▸ What is needed: Add 93 to every x and y coordinate in the answer points, and rewrite every line of the rows from the line that contains "Target: black jacket" through the last line of the rows, including both ends. Reproduce only that span, keeping the lines without coordinates unchanged.
————
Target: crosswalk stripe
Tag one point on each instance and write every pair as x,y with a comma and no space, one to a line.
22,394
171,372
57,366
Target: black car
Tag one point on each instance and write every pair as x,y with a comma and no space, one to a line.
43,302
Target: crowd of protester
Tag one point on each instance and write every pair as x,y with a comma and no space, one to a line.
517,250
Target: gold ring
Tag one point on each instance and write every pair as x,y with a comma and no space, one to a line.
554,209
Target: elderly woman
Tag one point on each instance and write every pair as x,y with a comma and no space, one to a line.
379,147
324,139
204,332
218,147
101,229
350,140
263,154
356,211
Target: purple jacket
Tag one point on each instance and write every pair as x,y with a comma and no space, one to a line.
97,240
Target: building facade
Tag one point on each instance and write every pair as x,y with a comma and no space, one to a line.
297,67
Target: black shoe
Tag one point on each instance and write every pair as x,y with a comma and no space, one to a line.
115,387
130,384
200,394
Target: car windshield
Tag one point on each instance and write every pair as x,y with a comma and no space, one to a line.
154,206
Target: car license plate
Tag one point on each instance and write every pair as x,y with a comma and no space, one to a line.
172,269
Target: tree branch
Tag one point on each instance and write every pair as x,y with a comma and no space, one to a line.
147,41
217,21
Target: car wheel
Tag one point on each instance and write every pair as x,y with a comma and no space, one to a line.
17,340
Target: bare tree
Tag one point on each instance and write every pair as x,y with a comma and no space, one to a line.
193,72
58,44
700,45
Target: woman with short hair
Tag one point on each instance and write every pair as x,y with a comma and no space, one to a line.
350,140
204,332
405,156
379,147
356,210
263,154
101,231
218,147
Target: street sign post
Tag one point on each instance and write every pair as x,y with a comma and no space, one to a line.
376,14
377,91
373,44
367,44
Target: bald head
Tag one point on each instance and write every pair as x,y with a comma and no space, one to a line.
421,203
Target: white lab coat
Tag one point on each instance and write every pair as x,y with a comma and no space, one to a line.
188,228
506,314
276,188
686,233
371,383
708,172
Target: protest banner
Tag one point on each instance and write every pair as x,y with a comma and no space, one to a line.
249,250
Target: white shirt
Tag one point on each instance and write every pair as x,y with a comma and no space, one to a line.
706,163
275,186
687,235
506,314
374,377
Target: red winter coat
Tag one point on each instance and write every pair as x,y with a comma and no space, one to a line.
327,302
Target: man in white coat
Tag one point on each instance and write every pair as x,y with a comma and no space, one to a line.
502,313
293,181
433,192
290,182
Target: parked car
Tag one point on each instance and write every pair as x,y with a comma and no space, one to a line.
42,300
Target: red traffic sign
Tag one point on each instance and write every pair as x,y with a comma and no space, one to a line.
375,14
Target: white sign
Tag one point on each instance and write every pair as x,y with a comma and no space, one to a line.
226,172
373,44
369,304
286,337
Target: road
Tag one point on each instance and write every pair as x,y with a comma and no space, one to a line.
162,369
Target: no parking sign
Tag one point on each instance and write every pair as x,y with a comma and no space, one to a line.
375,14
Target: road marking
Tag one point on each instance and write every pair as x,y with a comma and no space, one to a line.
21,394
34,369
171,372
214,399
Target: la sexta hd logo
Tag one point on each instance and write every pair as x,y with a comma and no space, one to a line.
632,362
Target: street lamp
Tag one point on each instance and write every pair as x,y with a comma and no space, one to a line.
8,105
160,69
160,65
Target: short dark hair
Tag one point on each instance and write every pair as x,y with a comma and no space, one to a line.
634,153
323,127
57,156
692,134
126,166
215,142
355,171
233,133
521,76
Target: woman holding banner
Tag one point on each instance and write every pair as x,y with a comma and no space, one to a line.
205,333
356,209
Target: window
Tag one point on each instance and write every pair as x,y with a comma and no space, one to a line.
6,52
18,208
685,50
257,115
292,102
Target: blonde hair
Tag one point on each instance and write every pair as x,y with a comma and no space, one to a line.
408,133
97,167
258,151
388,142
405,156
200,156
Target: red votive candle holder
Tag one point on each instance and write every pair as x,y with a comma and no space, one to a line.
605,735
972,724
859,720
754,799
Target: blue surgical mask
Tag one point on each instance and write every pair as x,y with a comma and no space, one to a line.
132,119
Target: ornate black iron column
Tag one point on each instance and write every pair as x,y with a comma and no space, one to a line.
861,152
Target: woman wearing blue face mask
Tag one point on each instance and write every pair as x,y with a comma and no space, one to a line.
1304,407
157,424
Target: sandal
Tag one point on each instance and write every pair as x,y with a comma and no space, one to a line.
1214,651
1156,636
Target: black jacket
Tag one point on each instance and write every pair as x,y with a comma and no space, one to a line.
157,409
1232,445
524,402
————
▸ Exercise solution:
Target: black jacket
Tag one point on each instance and write every pair as x,y with a comma and no space, one to a line.
250,502
1325,538
617,495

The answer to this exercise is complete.